GIVEN TEXT:
• • • • • • •

Obstructive sleep apnea (OSA) is highly prevalent among individuals with Down syndrome (DS)1 and has been associated with a myriad of adverse neurocognitive, cardiovascular, and metabolic sequelae.2–10 Adenotonsillectomy (AT) is considered first-line therapy for OSA in children, yet a majority of patients with DS have residual OSA following AT and therefore require additional surgical and nonsurgical interventions.11 Positive airway pressure (PAP) therapy is effective for treatment of OSA but often poorly tolerated in children.12 Beyond these two treatment modalities that were pioneered decades ago, a range of novel therapeutic approaches including additional upper airway surgery (such as lingual tonsillectomy and tongue base reduction), medical therapies with leukotriene receptor antagonists and intranasal corticosteroids, heated high flow nasal cannula, and hypoglossal nerve stimulator implantation have been trialed with variable success as alternative treatments for PAP-intolerant individuals with OSA refractory to AT.13–18
In the present era of increasingly personalized medicine, much progress has been made in identifying anatomic and functional OSA phenotypes in the general adult population to better predict response to various treatment modalities.19 However, treatment of OSA in children—particularly those with DS—lags behind and often involves a trial and error approach that can impose unnecessary surgical risks and/or delays in achieving optimal OSA treatment. Prior efforts utilizing drug-induced sleep endoscopy have not been successful in identifying predictors of response to AT in individuals with Down syndrome and OSA.20 In this issue of the Journal of Clinical Sleep Medicine, Slaats and colleagues21 offer novel insights in applying upper airway imaging to predict treatment outcome of AT in individuals with DS and OSA; in doing so, the authors make an important foray into the realm of personalized medicine for individuals with DS.

• • • • • • •

DESCRIPTION OF THE TASK: Please list every abbreviation that the sleep apnea text above defines in parentheses, giving each one with its full term.

(Stored items)
• • • • • • •

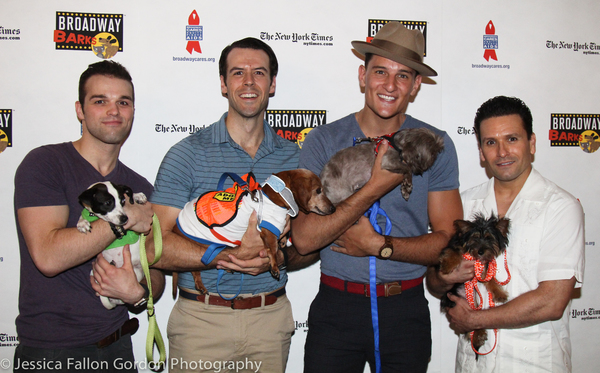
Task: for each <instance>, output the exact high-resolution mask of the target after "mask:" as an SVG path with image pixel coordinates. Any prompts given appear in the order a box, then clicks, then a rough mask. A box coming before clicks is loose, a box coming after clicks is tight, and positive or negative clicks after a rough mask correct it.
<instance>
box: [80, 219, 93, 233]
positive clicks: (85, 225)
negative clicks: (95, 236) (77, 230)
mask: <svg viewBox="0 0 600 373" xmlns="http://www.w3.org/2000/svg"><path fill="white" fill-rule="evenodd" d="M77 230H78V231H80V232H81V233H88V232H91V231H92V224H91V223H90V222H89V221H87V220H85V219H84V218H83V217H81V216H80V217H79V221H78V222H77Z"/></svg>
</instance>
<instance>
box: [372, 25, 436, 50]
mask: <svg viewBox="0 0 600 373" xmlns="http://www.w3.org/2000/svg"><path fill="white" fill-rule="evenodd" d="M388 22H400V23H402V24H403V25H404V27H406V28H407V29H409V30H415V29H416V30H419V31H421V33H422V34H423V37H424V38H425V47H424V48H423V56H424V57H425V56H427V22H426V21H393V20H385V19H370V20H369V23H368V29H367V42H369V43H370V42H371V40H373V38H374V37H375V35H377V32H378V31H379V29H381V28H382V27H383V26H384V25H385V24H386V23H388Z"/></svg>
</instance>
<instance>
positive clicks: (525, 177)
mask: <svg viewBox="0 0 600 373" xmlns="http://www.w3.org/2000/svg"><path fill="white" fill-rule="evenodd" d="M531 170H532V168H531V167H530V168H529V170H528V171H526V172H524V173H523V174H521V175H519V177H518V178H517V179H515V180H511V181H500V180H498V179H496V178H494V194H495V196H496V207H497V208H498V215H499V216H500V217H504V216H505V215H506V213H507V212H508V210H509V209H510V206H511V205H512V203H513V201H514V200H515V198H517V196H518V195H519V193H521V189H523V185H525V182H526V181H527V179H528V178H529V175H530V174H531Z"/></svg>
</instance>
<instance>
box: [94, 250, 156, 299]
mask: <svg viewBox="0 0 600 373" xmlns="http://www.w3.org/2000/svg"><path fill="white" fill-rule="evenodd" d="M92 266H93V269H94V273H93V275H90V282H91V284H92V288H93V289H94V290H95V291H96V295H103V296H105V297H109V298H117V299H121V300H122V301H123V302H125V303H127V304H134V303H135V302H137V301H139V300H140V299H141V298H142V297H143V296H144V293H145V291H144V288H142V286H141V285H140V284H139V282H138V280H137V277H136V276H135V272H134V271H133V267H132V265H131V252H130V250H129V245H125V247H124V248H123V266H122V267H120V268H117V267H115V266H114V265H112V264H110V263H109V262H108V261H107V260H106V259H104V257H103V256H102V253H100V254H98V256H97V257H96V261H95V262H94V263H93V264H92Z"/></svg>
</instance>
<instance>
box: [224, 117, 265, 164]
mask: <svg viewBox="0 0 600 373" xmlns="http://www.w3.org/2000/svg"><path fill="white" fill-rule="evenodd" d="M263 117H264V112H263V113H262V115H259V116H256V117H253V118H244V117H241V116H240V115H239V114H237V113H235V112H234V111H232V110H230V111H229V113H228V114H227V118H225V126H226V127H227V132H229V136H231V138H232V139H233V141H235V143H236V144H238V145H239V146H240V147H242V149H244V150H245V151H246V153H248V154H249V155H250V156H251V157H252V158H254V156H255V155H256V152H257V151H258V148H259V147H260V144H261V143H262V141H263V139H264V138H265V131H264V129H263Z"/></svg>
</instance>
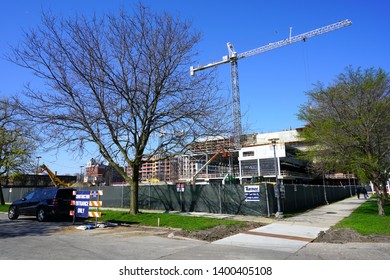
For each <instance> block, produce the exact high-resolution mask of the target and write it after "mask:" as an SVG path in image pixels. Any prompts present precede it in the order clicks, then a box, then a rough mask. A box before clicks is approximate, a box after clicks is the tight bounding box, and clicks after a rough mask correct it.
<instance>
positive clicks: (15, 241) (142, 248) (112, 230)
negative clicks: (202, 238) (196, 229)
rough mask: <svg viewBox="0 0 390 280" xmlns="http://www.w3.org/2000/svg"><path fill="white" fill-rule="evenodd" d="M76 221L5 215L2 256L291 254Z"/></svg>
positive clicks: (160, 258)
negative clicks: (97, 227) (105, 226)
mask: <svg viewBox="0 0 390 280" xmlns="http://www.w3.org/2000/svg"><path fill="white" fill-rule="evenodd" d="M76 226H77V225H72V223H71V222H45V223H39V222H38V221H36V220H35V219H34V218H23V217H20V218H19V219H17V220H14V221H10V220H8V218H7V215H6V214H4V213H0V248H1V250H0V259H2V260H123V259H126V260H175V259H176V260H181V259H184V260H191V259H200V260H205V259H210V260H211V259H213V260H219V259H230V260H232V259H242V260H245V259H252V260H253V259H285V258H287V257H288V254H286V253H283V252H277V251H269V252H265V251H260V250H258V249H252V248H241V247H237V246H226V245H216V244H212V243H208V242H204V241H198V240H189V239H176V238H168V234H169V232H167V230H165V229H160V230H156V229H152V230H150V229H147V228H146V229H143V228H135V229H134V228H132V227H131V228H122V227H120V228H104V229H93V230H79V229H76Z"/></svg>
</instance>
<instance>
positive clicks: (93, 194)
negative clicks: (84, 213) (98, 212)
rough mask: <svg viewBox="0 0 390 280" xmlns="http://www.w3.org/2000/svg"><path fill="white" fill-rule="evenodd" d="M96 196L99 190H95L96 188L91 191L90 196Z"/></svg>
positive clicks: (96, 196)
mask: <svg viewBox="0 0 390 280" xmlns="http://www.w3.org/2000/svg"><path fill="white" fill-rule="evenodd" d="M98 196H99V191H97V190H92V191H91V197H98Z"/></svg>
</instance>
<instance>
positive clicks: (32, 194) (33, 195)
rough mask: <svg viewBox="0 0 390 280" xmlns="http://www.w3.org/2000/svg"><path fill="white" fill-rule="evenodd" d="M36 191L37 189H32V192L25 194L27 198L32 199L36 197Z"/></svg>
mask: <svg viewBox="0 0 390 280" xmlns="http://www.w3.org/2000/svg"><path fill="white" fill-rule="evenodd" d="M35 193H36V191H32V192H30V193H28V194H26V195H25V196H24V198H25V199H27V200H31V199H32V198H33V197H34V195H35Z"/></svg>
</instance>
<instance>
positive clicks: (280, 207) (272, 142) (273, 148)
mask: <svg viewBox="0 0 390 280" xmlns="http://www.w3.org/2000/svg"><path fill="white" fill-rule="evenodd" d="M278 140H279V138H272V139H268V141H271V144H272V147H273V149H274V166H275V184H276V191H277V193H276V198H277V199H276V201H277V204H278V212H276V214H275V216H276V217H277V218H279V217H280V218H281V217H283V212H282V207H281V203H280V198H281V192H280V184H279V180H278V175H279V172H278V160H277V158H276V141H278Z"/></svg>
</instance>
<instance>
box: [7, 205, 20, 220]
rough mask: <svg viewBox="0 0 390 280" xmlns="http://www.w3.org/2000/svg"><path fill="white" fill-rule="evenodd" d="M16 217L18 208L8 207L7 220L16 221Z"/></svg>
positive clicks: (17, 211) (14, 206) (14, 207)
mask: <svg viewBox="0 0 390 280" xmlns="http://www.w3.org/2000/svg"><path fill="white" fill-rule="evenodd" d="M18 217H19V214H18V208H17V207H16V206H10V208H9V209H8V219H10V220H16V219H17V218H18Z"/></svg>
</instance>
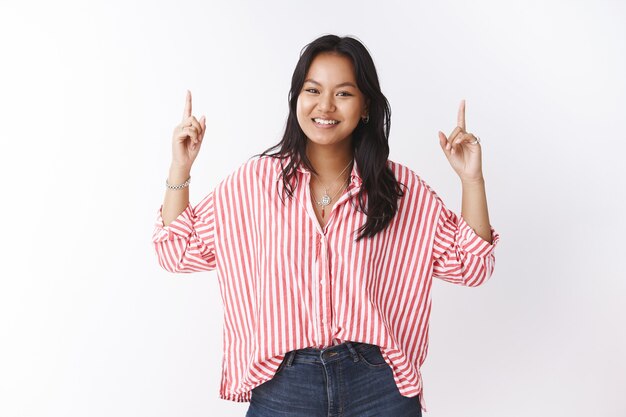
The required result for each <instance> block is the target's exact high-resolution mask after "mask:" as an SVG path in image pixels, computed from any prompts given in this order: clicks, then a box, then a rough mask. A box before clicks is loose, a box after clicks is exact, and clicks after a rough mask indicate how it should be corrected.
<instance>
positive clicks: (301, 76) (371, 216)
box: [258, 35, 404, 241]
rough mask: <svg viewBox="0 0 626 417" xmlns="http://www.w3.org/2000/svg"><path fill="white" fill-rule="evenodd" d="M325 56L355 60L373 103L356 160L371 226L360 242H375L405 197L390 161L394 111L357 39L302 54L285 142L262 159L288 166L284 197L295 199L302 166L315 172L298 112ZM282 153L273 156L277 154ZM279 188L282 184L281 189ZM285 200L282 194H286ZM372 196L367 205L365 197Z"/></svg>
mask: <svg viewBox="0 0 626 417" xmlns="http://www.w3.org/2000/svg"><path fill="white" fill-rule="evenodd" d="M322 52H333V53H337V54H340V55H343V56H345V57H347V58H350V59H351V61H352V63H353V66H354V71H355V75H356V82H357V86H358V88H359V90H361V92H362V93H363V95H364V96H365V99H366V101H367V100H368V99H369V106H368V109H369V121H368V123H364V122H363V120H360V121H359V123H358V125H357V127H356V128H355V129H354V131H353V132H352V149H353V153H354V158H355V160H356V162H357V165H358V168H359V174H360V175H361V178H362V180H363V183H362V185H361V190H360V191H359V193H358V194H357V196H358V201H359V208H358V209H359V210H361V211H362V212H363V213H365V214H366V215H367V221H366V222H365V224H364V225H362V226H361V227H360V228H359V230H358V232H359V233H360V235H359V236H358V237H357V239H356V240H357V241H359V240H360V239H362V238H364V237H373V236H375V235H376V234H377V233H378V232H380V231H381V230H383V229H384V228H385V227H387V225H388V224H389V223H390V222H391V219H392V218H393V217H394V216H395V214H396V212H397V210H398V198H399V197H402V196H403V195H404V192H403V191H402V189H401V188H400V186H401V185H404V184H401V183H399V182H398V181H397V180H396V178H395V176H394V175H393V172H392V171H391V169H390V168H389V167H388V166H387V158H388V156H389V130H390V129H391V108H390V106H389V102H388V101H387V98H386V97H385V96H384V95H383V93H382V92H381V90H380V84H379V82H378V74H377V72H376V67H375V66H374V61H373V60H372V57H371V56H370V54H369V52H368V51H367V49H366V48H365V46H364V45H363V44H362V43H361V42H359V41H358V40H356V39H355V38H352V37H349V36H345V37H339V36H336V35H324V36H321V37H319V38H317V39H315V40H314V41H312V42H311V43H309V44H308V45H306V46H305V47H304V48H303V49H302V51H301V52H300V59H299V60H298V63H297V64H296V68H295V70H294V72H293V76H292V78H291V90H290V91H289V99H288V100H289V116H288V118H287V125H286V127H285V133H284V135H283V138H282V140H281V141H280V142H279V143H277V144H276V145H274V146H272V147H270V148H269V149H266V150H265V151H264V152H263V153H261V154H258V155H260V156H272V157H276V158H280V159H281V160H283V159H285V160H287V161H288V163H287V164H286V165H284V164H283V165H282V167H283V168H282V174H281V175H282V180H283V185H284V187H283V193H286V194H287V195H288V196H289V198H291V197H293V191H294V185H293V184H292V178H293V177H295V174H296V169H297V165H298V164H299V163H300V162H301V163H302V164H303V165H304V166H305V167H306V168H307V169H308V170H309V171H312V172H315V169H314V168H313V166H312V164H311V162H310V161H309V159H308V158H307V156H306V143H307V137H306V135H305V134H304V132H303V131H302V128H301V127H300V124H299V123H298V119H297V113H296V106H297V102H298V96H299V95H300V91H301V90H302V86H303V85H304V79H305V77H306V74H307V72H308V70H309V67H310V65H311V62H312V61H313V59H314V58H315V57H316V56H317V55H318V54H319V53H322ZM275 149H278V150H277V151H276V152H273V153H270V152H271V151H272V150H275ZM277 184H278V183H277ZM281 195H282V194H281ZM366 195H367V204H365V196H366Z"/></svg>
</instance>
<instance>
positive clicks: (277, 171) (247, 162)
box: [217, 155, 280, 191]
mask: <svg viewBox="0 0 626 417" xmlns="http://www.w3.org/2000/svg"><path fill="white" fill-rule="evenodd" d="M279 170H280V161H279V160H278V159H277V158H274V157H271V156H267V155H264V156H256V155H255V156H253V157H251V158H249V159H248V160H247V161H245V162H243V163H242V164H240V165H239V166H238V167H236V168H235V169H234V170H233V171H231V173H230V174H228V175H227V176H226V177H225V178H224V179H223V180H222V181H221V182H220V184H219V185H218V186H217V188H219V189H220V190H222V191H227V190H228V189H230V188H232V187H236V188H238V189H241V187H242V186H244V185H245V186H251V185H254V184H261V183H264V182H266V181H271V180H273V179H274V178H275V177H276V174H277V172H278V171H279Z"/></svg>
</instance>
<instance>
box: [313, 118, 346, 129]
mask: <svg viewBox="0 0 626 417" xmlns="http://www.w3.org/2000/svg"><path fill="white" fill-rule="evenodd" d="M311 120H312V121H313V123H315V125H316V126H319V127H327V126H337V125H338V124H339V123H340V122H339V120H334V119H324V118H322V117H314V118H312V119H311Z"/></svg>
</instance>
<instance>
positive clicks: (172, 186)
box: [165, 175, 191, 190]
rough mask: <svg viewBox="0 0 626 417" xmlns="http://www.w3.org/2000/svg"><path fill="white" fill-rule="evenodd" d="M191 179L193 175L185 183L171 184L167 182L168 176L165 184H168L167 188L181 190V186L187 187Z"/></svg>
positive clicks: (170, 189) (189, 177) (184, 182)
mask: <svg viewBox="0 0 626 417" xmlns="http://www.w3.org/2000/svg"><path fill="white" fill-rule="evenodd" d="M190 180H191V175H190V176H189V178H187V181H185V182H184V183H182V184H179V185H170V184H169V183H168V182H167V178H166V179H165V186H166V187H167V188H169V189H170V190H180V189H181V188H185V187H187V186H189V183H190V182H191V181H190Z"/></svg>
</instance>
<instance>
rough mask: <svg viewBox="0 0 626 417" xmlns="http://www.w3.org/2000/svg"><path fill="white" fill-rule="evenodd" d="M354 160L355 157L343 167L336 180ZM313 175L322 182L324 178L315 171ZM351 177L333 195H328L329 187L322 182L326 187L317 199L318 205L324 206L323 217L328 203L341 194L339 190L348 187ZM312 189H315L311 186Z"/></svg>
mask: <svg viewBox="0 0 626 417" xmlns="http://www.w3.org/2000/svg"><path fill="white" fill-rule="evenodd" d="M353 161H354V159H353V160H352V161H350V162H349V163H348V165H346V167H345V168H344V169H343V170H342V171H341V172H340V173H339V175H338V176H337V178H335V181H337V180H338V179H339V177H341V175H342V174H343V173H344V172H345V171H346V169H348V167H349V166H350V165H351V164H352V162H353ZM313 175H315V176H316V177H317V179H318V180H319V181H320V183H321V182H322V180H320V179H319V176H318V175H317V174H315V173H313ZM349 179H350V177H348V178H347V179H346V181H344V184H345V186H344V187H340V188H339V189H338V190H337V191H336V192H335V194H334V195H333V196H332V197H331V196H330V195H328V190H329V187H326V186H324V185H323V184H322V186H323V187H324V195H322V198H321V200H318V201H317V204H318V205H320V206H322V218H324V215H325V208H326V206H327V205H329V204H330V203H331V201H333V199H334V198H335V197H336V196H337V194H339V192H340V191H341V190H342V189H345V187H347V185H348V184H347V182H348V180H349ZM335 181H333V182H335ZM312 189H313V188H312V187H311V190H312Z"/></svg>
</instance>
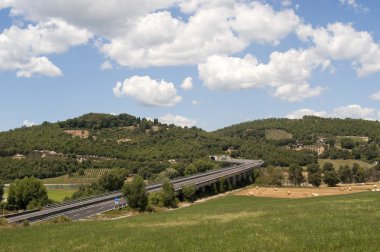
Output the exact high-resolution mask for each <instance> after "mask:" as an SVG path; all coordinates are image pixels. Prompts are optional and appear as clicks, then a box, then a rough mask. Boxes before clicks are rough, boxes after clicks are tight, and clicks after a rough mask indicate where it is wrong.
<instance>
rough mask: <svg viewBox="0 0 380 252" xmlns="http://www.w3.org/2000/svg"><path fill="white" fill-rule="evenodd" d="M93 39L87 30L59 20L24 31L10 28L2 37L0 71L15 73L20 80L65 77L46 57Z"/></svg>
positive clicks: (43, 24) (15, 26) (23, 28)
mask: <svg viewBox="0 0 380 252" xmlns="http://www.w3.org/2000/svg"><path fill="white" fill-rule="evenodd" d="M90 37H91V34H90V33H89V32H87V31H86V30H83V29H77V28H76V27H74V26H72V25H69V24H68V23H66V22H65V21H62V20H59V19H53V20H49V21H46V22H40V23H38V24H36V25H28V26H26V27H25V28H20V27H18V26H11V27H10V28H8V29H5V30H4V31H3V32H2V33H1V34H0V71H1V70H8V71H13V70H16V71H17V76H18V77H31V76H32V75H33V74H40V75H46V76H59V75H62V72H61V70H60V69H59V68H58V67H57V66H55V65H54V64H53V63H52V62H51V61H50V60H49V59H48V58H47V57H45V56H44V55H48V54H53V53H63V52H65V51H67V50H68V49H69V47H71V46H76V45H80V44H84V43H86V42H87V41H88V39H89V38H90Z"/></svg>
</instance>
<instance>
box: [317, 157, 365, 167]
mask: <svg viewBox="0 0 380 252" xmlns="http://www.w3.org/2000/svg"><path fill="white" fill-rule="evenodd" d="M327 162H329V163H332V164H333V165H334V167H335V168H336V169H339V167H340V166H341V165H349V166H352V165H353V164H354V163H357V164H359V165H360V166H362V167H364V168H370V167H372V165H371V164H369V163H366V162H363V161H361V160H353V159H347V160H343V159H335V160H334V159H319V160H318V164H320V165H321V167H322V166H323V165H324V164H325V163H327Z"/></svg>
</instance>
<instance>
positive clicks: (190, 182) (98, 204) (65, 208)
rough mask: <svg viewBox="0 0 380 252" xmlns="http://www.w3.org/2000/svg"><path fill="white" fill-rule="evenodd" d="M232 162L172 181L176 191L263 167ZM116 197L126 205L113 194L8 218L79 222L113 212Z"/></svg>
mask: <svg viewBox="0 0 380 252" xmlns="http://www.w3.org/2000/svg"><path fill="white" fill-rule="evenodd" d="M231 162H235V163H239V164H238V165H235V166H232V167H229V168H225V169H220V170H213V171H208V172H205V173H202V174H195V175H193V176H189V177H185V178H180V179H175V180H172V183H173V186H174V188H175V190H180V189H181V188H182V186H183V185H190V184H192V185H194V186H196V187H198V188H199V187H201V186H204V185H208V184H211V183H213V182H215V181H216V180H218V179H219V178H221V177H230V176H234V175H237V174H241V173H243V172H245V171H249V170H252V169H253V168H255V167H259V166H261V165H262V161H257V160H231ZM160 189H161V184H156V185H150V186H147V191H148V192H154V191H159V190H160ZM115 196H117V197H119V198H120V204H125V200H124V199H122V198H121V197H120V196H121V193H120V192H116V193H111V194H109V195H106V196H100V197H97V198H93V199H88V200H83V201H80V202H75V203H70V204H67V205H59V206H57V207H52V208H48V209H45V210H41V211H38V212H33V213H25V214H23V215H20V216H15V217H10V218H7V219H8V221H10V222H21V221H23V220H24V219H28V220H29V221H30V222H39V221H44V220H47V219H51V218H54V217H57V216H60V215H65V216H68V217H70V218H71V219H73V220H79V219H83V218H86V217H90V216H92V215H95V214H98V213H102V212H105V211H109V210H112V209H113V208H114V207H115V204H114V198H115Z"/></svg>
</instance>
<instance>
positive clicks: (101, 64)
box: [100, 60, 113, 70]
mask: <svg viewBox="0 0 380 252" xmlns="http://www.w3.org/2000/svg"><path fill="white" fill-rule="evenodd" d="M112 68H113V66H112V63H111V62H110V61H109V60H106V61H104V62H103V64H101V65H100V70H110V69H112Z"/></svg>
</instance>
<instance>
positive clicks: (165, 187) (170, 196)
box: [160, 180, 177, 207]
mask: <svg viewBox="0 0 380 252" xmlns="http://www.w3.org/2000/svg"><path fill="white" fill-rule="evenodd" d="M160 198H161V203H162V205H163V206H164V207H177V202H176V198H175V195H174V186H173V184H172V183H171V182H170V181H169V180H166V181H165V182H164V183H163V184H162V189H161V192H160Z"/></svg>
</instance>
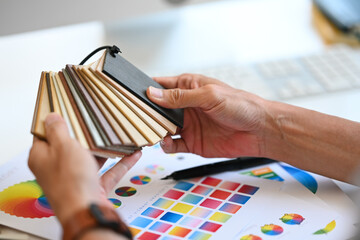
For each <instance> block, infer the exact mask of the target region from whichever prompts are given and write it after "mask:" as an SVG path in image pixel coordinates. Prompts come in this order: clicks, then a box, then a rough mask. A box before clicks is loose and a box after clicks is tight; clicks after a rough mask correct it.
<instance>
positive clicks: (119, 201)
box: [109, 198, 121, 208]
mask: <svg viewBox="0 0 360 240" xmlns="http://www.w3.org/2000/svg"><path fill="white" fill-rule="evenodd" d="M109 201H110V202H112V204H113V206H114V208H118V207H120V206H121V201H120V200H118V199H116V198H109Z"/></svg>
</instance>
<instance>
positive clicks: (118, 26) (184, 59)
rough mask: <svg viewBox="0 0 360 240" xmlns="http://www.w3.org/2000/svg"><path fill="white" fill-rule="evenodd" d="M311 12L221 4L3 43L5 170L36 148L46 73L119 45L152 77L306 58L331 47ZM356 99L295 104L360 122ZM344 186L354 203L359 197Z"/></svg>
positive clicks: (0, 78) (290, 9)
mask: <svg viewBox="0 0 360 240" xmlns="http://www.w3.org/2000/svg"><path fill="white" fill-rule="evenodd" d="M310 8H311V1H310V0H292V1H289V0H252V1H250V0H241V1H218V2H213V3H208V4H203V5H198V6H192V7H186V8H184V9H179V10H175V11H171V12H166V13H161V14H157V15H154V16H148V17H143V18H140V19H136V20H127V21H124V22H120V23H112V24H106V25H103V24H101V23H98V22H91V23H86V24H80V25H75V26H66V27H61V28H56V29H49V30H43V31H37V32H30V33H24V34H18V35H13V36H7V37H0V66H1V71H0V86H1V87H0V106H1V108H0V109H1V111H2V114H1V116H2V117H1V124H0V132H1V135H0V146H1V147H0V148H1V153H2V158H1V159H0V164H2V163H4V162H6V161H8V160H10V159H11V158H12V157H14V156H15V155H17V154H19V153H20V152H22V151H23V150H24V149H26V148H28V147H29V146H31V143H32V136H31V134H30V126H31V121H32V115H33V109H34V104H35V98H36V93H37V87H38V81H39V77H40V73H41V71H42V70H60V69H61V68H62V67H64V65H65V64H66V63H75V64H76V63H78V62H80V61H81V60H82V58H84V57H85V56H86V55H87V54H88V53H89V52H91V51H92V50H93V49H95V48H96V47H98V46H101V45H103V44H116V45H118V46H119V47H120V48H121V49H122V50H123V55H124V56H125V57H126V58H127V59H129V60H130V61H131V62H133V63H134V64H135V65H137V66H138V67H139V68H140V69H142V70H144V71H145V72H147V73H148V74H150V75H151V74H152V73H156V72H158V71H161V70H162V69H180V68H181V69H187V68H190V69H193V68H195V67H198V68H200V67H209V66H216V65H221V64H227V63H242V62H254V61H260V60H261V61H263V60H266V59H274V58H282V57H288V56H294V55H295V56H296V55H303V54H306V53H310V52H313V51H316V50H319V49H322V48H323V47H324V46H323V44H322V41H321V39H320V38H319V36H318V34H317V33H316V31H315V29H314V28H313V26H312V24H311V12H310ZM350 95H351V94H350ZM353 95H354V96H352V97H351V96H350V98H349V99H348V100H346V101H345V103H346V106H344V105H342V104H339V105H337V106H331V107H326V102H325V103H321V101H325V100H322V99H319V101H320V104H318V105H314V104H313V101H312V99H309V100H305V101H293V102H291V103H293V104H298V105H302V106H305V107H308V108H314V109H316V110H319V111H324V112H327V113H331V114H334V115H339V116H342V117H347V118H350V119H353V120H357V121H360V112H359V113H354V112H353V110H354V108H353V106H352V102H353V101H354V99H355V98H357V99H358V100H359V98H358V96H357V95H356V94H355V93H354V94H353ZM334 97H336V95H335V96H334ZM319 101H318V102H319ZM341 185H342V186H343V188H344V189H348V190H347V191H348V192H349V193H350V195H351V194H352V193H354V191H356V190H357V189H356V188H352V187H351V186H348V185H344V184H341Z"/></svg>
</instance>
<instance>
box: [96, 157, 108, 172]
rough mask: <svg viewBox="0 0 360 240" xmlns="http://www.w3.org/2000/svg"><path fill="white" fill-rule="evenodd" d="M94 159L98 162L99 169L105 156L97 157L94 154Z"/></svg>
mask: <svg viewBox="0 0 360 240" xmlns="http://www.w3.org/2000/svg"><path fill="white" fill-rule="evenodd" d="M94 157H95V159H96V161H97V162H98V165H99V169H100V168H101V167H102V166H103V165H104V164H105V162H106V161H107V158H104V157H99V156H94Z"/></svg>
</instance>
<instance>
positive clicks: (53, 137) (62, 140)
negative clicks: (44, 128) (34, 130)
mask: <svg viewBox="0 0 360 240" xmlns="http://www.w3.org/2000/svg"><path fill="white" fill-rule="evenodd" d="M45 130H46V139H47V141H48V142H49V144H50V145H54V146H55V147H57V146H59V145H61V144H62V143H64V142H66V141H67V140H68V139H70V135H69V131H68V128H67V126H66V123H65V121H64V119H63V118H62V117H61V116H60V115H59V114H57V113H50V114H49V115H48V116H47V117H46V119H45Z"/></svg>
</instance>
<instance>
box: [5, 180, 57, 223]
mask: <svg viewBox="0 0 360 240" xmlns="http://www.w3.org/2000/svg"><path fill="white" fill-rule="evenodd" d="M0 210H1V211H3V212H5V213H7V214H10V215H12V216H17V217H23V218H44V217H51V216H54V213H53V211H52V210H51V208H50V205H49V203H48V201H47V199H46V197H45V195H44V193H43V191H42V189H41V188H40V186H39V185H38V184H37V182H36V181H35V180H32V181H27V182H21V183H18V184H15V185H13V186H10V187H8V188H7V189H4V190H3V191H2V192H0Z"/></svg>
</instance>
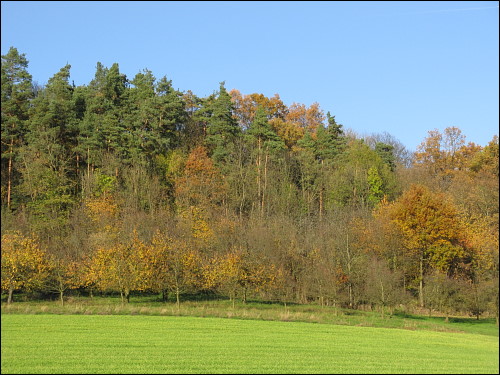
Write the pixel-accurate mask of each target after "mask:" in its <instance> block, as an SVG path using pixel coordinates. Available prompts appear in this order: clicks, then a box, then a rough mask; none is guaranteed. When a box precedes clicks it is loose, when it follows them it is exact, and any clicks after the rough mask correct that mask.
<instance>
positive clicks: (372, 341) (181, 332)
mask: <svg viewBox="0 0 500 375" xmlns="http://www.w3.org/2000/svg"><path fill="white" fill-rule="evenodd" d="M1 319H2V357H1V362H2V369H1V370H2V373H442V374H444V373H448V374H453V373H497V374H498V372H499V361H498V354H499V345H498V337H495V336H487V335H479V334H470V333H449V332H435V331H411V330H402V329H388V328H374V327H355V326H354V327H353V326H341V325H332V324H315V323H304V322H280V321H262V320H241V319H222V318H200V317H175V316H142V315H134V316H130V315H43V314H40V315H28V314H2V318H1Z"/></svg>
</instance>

• • • • • • •

EXERCISE RESULT:
- OSA: obstructive sleep apnea
- DS: Down syndrome
- AT: adenotonsillectomy
- PAP: positive airway pressure